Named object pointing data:
- - - -
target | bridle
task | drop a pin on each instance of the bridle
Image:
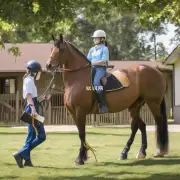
(57, 66)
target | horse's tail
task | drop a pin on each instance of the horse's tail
(162, 128)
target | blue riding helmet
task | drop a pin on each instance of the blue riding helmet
(33, 66)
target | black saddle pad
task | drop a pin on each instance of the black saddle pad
(112, 84)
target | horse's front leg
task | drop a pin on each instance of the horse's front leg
(81, 122)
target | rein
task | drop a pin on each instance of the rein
(74, 70)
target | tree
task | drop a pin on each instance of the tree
(36, 20)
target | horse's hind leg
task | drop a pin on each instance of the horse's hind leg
(136, 122)
(142, 152)
(159, 113)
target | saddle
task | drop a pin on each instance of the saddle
(114, 80)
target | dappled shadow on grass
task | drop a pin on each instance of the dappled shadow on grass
(55, 168)
(148, 162)
(68, 133)
(159, 176)
(9, 177)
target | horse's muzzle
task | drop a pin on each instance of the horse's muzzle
(48, 66)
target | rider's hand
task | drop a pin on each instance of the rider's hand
(33, 111)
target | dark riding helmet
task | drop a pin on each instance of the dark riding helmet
(33, 66)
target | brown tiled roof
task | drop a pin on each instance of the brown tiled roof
(41, 52)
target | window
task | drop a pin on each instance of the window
(7, 86)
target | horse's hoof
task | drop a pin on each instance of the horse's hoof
(123, 156)
(78, 162)
(140, 155)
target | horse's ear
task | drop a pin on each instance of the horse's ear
(61, 37)
(53, 37)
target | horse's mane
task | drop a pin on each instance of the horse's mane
(77, 50)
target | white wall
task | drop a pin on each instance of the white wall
(177, 83)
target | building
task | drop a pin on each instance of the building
(12, 70)
(173, 60)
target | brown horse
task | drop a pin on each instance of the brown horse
(146, 85)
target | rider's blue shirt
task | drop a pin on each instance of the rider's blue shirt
(99, 53)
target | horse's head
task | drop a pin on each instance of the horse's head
(57, 57)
- - - -
» **Set task**
Update the part of the data that opens with the line containing "target | horse's ear" and closes at the end of the data: write those lines out again with every "drop a pin" changed to "place a marker" and everything else left as it is.

» **Answer**
target | horse's ear
task | place a marker on each instance of the horse's ear
(61, 37)
(53, 37)
target | horse's mane
task | place a marker on each instance of the horse's mane
(77, 50)
target | white wall
task | place a marker on each instance of the white wall
(177, 83)
target | building
task | place a marker on each instance of the building
(12, 70)
(173, 60)
target | brown horse
task | place a marker on each instance of the brown horse
(146, 85)
target | rider's blue shirt
task | place a marker on each instance of the rider's blue shirt
(99, 53)
target | horse's head
task | place a marker on each instance of the horse's head
(57, 57)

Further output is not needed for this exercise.